■ Your objective ■
Word for word, reproduce the data that follows.

■ Available data ■
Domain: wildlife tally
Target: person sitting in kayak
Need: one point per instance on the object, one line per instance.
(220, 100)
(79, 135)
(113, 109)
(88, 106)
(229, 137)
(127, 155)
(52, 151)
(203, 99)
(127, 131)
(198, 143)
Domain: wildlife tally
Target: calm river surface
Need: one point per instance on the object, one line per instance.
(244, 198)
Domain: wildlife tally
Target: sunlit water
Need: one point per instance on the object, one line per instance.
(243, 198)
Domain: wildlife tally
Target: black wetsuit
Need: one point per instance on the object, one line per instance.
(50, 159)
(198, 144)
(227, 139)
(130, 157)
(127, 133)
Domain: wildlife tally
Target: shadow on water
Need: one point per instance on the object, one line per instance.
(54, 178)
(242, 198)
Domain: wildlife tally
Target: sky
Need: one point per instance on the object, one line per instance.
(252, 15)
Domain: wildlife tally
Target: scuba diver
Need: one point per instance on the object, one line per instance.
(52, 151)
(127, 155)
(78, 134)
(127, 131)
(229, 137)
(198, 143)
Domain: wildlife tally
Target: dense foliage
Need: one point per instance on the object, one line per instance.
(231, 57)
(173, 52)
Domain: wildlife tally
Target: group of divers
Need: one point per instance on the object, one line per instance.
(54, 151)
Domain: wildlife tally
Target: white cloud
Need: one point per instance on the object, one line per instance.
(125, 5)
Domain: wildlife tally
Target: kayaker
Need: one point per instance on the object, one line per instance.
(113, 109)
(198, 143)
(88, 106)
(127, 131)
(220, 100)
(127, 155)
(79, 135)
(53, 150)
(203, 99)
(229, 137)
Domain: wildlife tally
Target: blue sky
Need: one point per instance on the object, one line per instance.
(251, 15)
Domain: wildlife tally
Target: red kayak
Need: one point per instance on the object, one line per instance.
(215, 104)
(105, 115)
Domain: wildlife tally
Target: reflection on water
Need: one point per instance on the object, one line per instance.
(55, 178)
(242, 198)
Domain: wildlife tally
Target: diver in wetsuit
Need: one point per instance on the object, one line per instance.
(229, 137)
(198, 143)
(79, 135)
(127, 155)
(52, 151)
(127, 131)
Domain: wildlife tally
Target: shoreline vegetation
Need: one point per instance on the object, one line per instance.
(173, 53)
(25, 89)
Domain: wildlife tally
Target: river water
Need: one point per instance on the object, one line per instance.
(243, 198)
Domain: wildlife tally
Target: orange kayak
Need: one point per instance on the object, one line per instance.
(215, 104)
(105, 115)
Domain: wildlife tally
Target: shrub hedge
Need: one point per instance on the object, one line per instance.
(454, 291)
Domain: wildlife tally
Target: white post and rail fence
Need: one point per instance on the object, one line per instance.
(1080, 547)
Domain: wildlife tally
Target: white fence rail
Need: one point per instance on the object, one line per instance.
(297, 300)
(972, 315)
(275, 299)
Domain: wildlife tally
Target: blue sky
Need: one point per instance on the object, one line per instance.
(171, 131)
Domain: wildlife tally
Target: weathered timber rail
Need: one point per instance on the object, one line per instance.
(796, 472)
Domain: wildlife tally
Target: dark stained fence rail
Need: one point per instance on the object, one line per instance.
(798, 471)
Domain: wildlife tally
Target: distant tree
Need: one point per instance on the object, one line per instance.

■ Response for this exercise ■
Domain: wildlife tally
Target: person sitting in kayak
Need: one point per instance on the object, one line per instance.
(220, 100)
(79, 135)
(113, 109)
(88, 106)
(229, 137)
(127, 155)
(52, 151)
(203, 99)
(127, 131)
(198, 143)
Domain: wildlife tally
Target: calm river surface
Need: one point per instance on the object, one line per instance.
(244, 198)
Domain: wildlife tally
Target: sunlit water
Need: one point per instance on the object, one line per instance.
(243, 198)
Domain: wildlife tally
Target: black wetsuit
Need: one point per instance on the object, one line per instance.
(50, 159)
(198, 144)
(227, 139)
(130, 157)
(127, 133)
Domain: wildlife tally
Target: shadow on water
Need: one point per instance on the object, one line per instance.
(54, 178)
(242, 198)
Domain: wildlife tally
Target: sky
Need: one point per instance on the object, one line per instance.
(252, 15)
Domain: wildlife tally
Target: scuba diver
Need: one point per instance on the object, one line per instance.
(52, 151)
(127, 155)
(78, 134)
(127, 131)
(229, 137)
(198, 143)
Domain: wildlife tally
Target: dense foliage
Need: one point per instance on the object, one line per instance.
(231, 57)
(173, 52)
Domain: wildlife tally
Target: group of divers
Need: one point per instance on the object, one line per instance.
(54, 151)
Domain: wildlife tally
Target: white cloud
Need: one point per instance on the object, one line per instance.
(125, 5)
Domain: wildlife tally
Target: kayaker
Need: one point per instance on the object, one line per instance.
(113, 109)
(198, 143)
(88, 106)
(127, 131)
(220, 100)
(127, 155)
(79, 135)
(53, 150)
(203, 99)
(229, 137)
Domain: wildlife tally
Target: blue sky
Need: one point per instance on the object, one line per instance.
(251, 15)
Domain: wildlife tally
Target: red kayak
Need: one point per instance on the object, one line per instance.
(215, 104)
(105, 115)
Domain: wildlife tally
Target: reflection on water
Need: one point per instance on the object, one line per instance.
(55, 178)
(242, 198)
Domain: wildlife tally
Target: diver in wetsuit
Need: one point per instance on the object, one line per instance.
(229, 137)
(198, 143)
(79, 135)
(127, 155)
(52, 151)
(127, 131)
Domain: wildlife tally
Target: shoreline vegetation
Need: one point per instance on the object, one line per instance.
(173, 53)
(25, 89)
Domain: wildlife tally
Target: river water
Need: one point per instance on the object, one line per instance.
(243, 198)
Domain: wildlife tally
Target: orange kayak
Need: one point per instance on the object, one line per instance.
(215, 104)
(105, 115)
Domain: wildlife tally
Target: shrub hedge
Need: one point per instance on the object, one line per instance.
(454, 291)
Domain: wildlife tally
Target: white post and rail fence
Need: one point per instance on the object, one line per instance.
(1080, 547)
Domain: wildlife tally
Target: white fence rail
Need: one point per instance on the object, one line per instance.
(297, 300)
(972, 315)
(275, 299)
Domain: wildlife tally
Target: blue sky
Need: one point per instance on the object, one line per instance.
(171, 131)
Domain: wildlife tally
Target: weathered timber rail
Need: one point per instance on the object, one line per instance.
(796, 472)
Domain: wildlife tally
Target: dark stained fence rail
Need: one point per instance on the object, one line per instance.
(798, 471)
Domain: wildlife tally
Target: distant tree
Need: one point per instance on the object, one line per instance.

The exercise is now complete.